::: Passage given :::

Alluxio 1.4.0 has been released with a large number of new features and improvements. This blog highlights some stand out aspects of the Alluxio 1.4.0 open source release.
- Improved Alluxio Under Storage API
- Native File System REST Interface
- Packet Streaming
Improved Alluxio Under Storage API
Alluxio is a system which bridges the gap between computation and data storage. The initial version of the Under Storage API mirrored the Alluxio File System API and was tailored to storage systems providing access using an HDFS-like API. Object stores, both public and private, have increasingly become the storage backend of choice for various use cases, and as a result, the Under Storage API needed to evolve in order to best serve both object and file system data storages.
Object stores have a flat namespace with only a top level directory-like entity (a bucket). However it is possible to create pseudo-directories, which enables the illusion of directories in the under store. Since the object store API does not distinguish between file objects and directory objects, a file system API is extremely inefficient for an object store.

::: Entries shown :::

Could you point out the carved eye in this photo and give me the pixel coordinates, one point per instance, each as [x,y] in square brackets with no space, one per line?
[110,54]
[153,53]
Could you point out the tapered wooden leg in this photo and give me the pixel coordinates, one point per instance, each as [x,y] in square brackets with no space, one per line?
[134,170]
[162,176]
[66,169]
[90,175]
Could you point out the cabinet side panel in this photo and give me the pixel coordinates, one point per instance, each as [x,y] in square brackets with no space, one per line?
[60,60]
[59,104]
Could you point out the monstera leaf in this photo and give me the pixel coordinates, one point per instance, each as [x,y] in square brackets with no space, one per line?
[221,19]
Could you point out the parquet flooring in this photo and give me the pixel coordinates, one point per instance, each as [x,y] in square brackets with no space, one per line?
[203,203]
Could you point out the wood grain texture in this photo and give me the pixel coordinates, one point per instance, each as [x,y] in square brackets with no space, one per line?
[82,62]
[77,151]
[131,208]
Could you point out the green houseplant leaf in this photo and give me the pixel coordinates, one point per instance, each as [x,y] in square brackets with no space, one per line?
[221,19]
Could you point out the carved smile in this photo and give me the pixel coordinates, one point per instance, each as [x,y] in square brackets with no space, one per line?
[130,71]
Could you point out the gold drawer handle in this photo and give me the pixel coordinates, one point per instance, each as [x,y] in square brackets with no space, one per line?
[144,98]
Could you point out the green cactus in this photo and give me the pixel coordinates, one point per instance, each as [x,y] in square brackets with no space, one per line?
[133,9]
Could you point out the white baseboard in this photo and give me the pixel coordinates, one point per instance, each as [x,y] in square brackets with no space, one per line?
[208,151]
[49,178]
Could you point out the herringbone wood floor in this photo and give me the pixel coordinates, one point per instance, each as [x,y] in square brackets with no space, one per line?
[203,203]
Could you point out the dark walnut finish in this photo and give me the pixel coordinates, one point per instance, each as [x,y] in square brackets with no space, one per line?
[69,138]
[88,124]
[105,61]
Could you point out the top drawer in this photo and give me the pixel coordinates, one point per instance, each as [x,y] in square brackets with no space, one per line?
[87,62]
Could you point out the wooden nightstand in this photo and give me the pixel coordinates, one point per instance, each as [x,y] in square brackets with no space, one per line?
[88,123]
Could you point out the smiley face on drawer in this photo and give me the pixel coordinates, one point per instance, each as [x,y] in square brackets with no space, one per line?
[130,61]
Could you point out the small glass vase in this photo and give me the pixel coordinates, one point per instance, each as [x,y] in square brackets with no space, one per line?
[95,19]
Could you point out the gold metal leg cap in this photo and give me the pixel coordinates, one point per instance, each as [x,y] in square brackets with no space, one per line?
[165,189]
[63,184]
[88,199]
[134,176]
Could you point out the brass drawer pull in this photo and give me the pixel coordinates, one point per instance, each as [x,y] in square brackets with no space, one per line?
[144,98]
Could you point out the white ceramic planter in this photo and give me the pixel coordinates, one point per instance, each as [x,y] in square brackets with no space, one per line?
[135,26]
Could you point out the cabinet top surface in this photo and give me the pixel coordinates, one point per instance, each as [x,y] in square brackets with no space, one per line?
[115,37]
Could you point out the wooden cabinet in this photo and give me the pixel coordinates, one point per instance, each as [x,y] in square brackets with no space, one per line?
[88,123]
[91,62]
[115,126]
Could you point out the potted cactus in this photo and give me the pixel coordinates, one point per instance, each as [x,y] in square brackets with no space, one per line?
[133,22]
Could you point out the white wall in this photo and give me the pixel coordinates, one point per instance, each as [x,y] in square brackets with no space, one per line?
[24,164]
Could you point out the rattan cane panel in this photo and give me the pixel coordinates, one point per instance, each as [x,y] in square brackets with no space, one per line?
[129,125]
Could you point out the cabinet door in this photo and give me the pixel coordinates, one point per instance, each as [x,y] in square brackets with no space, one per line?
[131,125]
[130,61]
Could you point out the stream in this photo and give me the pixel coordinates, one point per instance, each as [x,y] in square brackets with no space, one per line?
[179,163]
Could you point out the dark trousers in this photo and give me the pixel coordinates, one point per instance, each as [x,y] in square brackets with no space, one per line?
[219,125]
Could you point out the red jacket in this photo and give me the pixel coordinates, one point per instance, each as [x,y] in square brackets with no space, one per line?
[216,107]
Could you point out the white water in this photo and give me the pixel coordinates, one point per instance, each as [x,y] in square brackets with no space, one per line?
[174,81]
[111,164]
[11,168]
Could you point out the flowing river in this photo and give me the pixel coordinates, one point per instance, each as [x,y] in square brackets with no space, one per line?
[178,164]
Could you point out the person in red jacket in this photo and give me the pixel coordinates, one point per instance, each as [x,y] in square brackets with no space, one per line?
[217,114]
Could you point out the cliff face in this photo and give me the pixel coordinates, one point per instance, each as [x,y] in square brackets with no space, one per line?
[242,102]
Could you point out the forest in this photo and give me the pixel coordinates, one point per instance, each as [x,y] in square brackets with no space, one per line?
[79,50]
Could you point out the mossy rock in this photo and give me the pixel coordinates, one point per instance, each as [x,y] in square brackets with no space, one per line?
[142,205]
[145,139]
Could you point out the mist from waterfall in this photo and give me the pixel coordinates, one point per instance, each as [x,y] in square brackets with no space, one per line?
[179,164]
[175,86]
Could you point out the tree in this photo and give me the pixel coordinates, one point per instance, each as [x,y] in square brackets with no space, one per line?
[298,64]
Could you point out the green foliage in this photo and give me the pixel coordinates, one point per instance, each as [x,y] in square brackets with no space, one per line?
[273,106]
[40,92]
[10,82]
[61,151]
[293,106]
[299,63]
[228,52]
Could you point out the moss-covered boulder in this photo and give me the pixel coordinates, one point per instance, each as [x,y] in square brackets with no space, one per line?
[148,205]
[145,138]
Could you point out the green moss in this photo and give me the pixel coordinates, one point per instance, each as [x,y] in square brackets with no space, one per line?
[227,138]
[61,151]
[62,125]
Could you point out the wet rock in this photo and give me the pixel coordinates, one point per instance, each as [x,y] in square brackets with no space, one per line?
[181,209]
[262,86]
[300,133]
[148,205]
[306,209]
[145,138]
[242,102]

:::

| What is asked |
Copy everything in the Alluxio 1.4.0 text from "Alluxio 1.4.0 has" down to "system data storages.".

| Solution to the problem |
Alluxio 1.4.0 has been released with a large number of new features and improvements. This blog highlights some stand out aspects of the Alluxio 1.4.0 open source release.
- Improved Alluxio Under Storage API
- Native File System REST Interface
- Packet Streaming
Improved Alluxio Under Storage API
Alluxio is a system which bridges the gap between computation and data storage. The initial version of the Under Storage API mirrored the Alluxio File System API and was tailored to storage systems providing access using an HDFS-like API. Object stores, both public and private, have increasingly become the storage backend of choice for various use cases, and as a result, the Under Storage API needed to evolve in order to best serve both object and file system data storages.